Exercise details:
Which lines of the entries below hold the word "rough"? Report each of them.

:: Excerpted records

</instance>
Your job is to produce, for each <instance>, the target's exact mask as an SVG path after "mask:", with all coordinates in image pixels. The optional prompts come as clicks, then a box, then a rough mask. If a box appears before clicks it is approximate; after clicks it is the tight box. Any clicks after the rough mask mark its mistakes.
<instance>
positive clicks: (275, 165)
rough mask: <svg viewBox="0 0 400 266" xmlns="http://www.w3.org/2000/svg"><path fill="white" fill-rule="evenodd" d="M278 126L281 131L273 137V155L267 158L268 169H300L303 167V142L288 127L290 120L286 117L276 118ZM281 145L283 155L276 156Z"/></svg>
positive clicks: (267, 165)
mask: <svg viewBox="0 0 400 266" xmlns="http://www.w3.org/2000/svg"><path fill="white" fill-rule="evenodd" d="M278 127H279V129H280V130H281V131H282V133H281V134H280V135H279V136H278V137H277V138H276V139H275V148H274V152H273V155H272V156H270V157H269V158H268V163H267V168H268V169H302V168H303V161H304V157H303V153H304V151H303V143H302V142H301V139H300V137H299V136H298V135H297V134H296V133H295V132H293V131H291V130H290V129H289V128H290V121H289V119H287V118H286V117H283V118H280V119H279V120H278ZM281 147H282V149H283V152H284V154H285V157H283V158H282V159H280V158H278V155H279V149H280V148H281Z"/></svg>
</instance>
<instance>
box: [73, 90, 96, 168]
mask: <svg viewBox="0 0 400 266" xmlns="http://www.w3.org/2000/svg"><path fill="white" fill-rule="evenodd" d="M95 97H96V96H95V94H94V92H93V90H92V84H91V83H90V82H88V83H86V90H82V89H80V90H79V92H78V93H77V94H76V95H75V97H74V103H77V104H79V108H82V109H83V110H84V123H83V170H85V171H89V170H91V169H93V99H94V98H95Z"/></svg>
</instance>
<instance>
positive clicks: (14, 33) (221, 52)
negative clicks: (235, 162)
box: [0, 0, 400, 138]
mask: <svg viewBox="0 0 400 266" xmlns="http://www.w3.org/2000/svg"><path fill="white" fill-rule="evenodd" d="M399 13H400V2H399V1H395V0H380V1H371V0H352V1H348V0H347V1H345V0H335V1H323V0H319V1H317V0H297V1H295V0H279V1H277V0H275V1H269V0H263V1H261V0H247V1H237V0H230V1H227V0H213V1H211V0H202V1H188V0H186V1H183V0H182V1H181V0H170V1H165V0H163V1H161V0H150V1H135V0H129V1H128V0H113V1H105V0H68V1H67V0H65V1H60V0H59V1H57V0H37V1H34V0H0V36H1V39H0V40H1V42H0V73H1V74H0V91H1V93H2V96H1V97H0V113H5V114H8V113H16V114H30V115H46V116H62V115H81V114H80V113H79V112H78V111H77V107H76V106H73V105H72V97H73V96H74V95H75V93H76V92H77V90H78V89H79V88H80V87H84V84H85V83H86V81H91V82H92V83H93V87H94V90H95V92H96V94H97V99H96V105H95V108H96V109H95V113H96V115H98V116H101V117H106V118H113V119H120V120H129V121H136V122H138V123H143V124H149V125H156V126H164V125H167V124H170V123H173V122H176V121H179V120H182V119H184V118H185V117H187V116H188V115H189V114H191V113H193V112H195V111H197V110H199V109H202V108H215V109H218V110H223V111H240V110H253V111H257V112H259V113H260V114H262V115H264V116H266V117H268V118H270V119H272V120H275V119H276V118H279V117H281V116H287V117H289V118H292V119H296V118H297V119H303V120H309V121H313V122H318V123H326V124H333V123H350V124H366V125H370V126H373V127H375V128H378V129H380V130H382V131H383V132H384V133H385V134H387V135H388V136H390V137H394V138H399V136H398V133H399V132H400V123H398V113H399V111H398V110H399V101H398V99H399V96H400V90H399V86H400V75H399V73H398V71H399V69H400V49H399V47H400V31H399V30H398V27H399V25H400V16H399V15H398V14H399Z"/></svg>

::::

Answer to this task:
Your job is to produce, for each <instance>, the target's exact mask as an SVG path after "mask:", with all coordinates in image pixels. The optional prompts come as clicks, then a box, then a rough mask. If a box appears before clicks it is approximate; after clicks it is the tight box. Any clicks after the rough mask mark its mistakes.
rough mask: <svg viewBox="0 0 400 266" xmlns="http://www.w3.org/2000/svg"><path fill="white" fill-rule="evenodd" d="M278 126L281 131L273 137V155L267 158L268 169H300L303 167V142L288 127L290 120L286 117L276 118ZM281 145L283 155L276 156Z"/></svg>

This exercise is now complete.